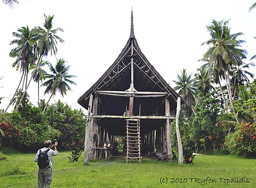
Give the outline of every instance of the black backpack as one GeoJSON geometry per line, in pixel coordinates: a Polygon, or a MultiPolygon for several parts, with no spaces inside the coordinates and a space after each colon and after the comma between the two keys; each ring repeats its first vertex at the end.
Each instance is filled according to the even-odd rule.
{"type": "Polygon", "coordinates": [[[49,151],[50,149],[48,148],[45,151],[42,151],[41,149],[39,150],[38,155],[38,161],[37,164],[40,168],[46,168],[49,166],[49,161],[47,152],[49,151]]]}

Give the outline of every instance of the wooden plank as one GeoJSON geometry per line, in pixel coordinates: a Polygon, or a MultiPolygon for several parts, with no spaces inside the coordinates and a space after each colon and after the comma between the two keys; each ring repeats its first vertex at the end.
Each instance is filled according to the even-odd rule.
{"type": "Polygon", "coordinates": [[[95,93],[112,93],[112,94],[133,94],[133,95],[168,95],[168,92],[138,92],[138,91],[108,91],[108,90],[98,90],[95,93]]]}
{"type": "Polygon", "coordinates": [[[136,98],[147,98],[147,97],[162,97],[166,96],[166,95],[133,95],[133,94],[113,94],[113,93],[97,93],[98,95],[104,95],[109,96],[114,96],[122,97],[130,97],[133,96],[136,98]]]}
{"type": "Polygon", "coordinates": [[[141,115],[141,116],[125,116],[125,115],[91,115],[93,118],[117,118],[117,119],[148,119],[148,120],[176,120],[175,116],[154,116],[154,115],[141,115]]]}

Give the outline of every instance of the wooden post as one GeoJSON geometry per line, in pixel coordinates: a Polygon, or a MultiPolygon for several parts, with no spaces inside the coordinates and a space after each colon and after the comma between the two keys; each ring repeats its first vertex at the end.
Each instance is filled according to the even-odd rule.
{"type": "MultiPolygon", "coordinates": [[[[165,115],[170,115],[170,103],[168,99],[165,99],[165,115]]],[[[172,143],[170,142],[172,132],[170,131],[170,120],[169,119],[166,120],[165,128],[166,131],[166,159],[168,160],[172,160],[172,143]]]]}
{"type": "Polygon", "coordinates": [[[163,131],[162,131],[162,126],[160,126],[160,130],[159,130],[159,140],[160,140],[160,153],[163,153],[163,131]]]}
{"type": "Polygon", "coordinates": [[[153,137],[153,148],[154,150],[153,152],[155,152],[155,130],[152,131],[152,136],[153,137]]]}
{"type": "Polygon", "coordinates": [[[130,102],[129,102],[129,113],[128,116],[133,116],[133,97],[130,97],[130,102]]]}
{"type": "Polygon", "coordinates": [[[180,97],[178,97],[177,100],[177,111],[176,111],[176,129],[177,135],[177,143],[178,145],[178,164],[181,165],[183,164],[183,151],[182,149],[182,139],[180,137],[180,130],[179,129],[179,116],[180,111],[180,97]]]}
{"type": "MultiPolygon", "coordinates": [[[[98,96],[95,96],[93,98],[93,106],[92,106],[92,114],[93,115],[98,115],[98,96]]],[[[93,152],[95,152],[93,150],[93,148],[96,148],[96,144],[97,143],[98,140],[95,140],[96,138],[98,136],[98,120],[97,118],[91,118],[91,135],[90,135],[91,138],[91,147],[88,151],[89,153],[89,160],[93,159],[93,156],[94,156],[93,152]]]]}
{"type": "Polygon", "coordinates": [[[88,146],[89,146],[89,138],[90,138],[90,129],[91,129],[91,107],[93,103],[93,95],[91,94],[89,99],[89,104],[88,106],[88,115],[86,120],[86,134],[84,136],[84,164],[87,165],[88,159],[88,146]]]}

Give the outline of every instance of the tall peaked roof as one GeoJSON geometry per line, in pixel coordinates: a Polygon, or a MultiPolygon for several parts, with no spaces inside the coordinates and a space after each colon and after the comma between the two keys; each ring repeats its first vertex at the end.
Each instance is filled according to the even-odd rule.
{"type": "MultiPolygon", "coordinates": [[[[150,64],[140,50],[134,37],[132,10],[130,35],[126,45],[114,63],[78,99],[77,102],[83,107],[88,109],[90,95],[92,93],[102,90],[127,91],[131,85],[131,64],[134,69],[132,77],[135,91],[166,92],[168,93],[170,110],[175,110],[179,95],[150,64]]],[[[134,109],[138,109],[140,104],[141,104],[141,115],[155,114],[156,110],[156,110],[157,108],[158,109],[159,104],[165,97],[135,98],[134,109]]],[[[129,106],[129,97],[101,96],[99,100],[102,106],[102,111],[105,114],[122,115],[125,111],[126,106],[129,106]]],[[[157,113],[164,114],[163,111],[157,113]]]]}
{"type": "Polygon", "coordinates": [[[133,9],[131,9],[131,33],[130,34],[130,38],[135,38],[134,37],[134,29],[133,27],[133,9]]]}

---*---

-- Tarefa escrita --
Por favor, imprima todos os itens acima linha por linha, sem mudar nada, e deixe as imagens de fora.

-- Solução --
Give the outline of every instance of the black backpack as one GeoJSON geometry per line, in pixel coordinates: a Polygon, or a MultiPolygon for several parts, with no spaces inside the coordinates and a space after each colon and after the comma between the two keys; each ring repeats its first vertex at the end.
Each instance is filled according to the even-odd rule.
{"type": "Polygon", "coordinates": [[[49,151],[50,149],[48,148],[45,151],[42,151],[41,149],[39,150],[38,155],[38,161],[37,164],[40,168],[46,168],[49,166],[49,161],[47,152],[49,151]]]}

Give the outline of every instance of the wooden plank as one GeoJSON geometry per line, in pixel coordinates: a Polygon, or a MultiPolygon for several parts, with no spaces inside the coordinates and a space after each colon and after the comma between the two keys; each ring repeats its first vertex at the end.
Each instance is filled according to the even-odd rule.
{"type": "Polygon", "coordinates": [[[95,93],[112,93],[112,94],[133,94],[133,95],[168,95],[168,92],[138,92],[138,91],[108,91],[108,90],[98,90],[95,93]]]}
{"type": "Polygon", "coordinates": [[[136,98],[147,98],[147,97],[162,97],[166,96],[166,95],[133,95],[133,94],[113,94],[113,93],[97,93],[98,95],[104,95],[109,96],[114,96],[122,97],[130,97],[133,96],[136,98]]]}
{"type": "Polygon", "coordinates": [[[141,115],[141,116],[125,116],[125,115],[91,115],[93,118],[117,118],[117,119],[148,119],[148,120],[176,120],[175,116],[154,116],[154,115],[141,115]]]}

Give the outline of every instance of the wooden post as one GeoJSON geometry per line, in pixel coordinates: a Polygon, or a MultiPolygon for several parts, with no spaces inside the coordinates and a space after each colon and after the comma between the two keys; each ring repeats its first vertex at the end.
Each instance is filled according to the even-odd rule.
{"type": "MultiPolygon", "coordinates": [[[[165,115],[170,115],[170,103],[168,99],[165,99],[165,115]]],[[[172,143],[170,142],[172,132],[170,131],[170,120],[169,119],[166,120],[165,128],[166,131],[166,159],[168,160],[172,160],[172,143]]]]}
{"type": "Polygon", "coordinates": [[[163,131],[162,131],[162,126],[160,126],[160,130],[159,130],[159,140],[160,140],[160,153],[163,153],[163,131]]]}
{"type": "Polygon", "coordinates": [[[153,137],[153,148],[154,150],[153,152],[155,152],[155,130],[152,131],[152,136],[153,137]]]}
{"type": "Polygon", "coordinates": [[[130,102],[129,102],[129,113],[128,116],[133,116],[133,97],[130,97],[130,102]]]}
{"type": "Polygon", "coordinates": [[[180,97],[178,97],[177,100],[177,111],[176,111],[176,129],[177,135],[177,143],[178,145],[178,164],[181,165],[183,164],[183,151],[182,149],[182,139],[180,137],[180,130],[179,129],[179,116],[180,111],[180,97]]]}
{"type": "MultiPolygon", "coordinates": [[[[98,96],[95,96],[93,98],[93,106],[92,106],[92,114],[93,115],[98,115],[98,96]]],[[[93,152],[95,152],[93,150],[93,148],[96,148],[96,144],[97,143],[98,140],[95,140],[96,138],[98,136],[98,120],[97,118],[91,118],[91,135],[90,135],[91,138],[91,147],[88,151],[89,153],[89,160],[93,159],[93,156],[94,156],[93,152]]]]}
{"type": "Polygon", "coordinates": [[[88,146],[89,146],[89,138],[90,138],[90,129],[91,129],[91,107],[93,103],[93,95],[91,94],[89,99],[89,104],[88,106],[88,115],[86,120],[86,134],[84,136],[84,164],[87,165],[88,159],[88,146]]]}

Give the outline of every instance of the tall peaked roof as one GeoJSON geometry per line, in pixel coordinates: a Polygon, or a MultiPolygon for several parts, with no spaces inside the coordinates and a space after each colon and after the comma between the two keys; each ring repeats its first vertex at the end.
Each instance is filled according to the even-odd rule.
{"type": "MultiPolygon", "coordinates": [[[[150,64],[140,50],[134,37],[132,10],[130,35],[126,45],[114,63],[78,99],[77,102],[83,107],[88,109],[90,95],[92,93],[102,90],[127,91],[131,85],[131,64],[134,69],[132,77],[135,91],[166,92],[168,93],[170,110],[175,110],[179,95],[150,64]]],[[[134,109],[138,109],[140,104],[141,104],[141,115],[155,114],[156,110],[156,110],[157,108],[158,109],[159,104],[165,97],[135,98],[134,109]]],[[[129,106],[129,97],[101,96],[99,100],[102,106],[102,111],[105,114],[122,115],[125,111],[126,106],[129,106]]],[[[157,113],[164,114],[163,111],[157,113]]]]}
{"type": "Polygon", "coordinates": [[[133,9],[131,9],[131,33],[130,34],[130,38],[135,38],[134,37],[134,29],[133,27],[133,9]]]}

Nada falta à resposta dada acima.